> Document section:
----------

Lecture by Dr. Dalal Alrajeh
Date and Time
16:00-17:20, Tuesday, December 11th, 2012
Venue
Room #1904, National Institute of Informatics (Access)
Title
Handling Flaws in Declarative Specifications
Speaker
Dr. Dalal Alrajeh (Imperial College London, UK)
Abstract
Understanding the cause of errors and inconsistencies in, or making informed conjectures from, an evolving, heterogeneous and incomplete knowledge base are tasks that typically face data analysts and engineers. These activities are present in numerous disciplines such as crime enquiries and biological network studies as well as various software engineering problems including requirements elaboration, risk analysis and program debugging. With a vast, interrelated knowledge base, these tasks become infeasible without automated and rigorous support. In this talk, I will presenting on-going work that attempts to address these issues through the combined use of automated verification and inductive learning techniques. I will be discussing some of the problems that have been explored including non-probabilistic risk detection in software engineering and crime analysis in major crime investigations.

----------

> Work item: Extract the part of the lecture announcement that begins at the words "Lecture by Dr." and stops after "College London, UK)". These rows have no connection to the lecture announcement.

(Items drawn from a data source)
----------

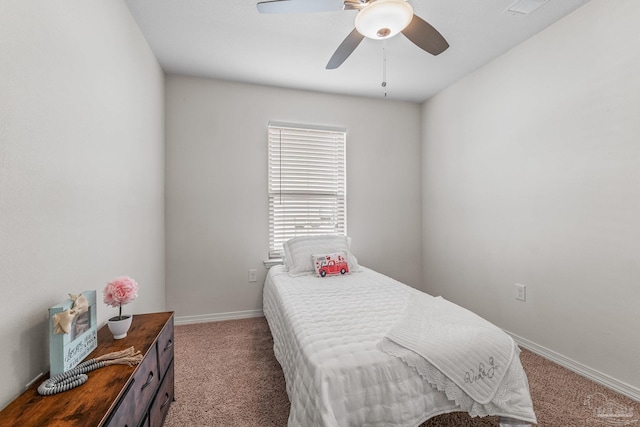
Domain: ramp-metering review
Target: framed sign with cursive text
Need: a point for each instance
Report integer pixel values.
(72, 331)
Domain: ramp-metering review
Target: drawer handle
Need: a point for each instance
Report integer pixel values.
(149, 381)
(166, 401)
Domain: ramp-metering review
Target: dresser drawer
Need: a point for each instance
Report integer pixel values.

----------

> Answer box:
Lecture by Dr. Dalal Alrajeh
Date and Time
16:00-17:20, Tuesday, December 11th, 2012
Venue
Room #1904, National Institute of Informatics (Access)
Title
Handling Flaws in Declarative Specifications
Speaker
Dr. Dalal Alrajeh (Imperial College London, UK)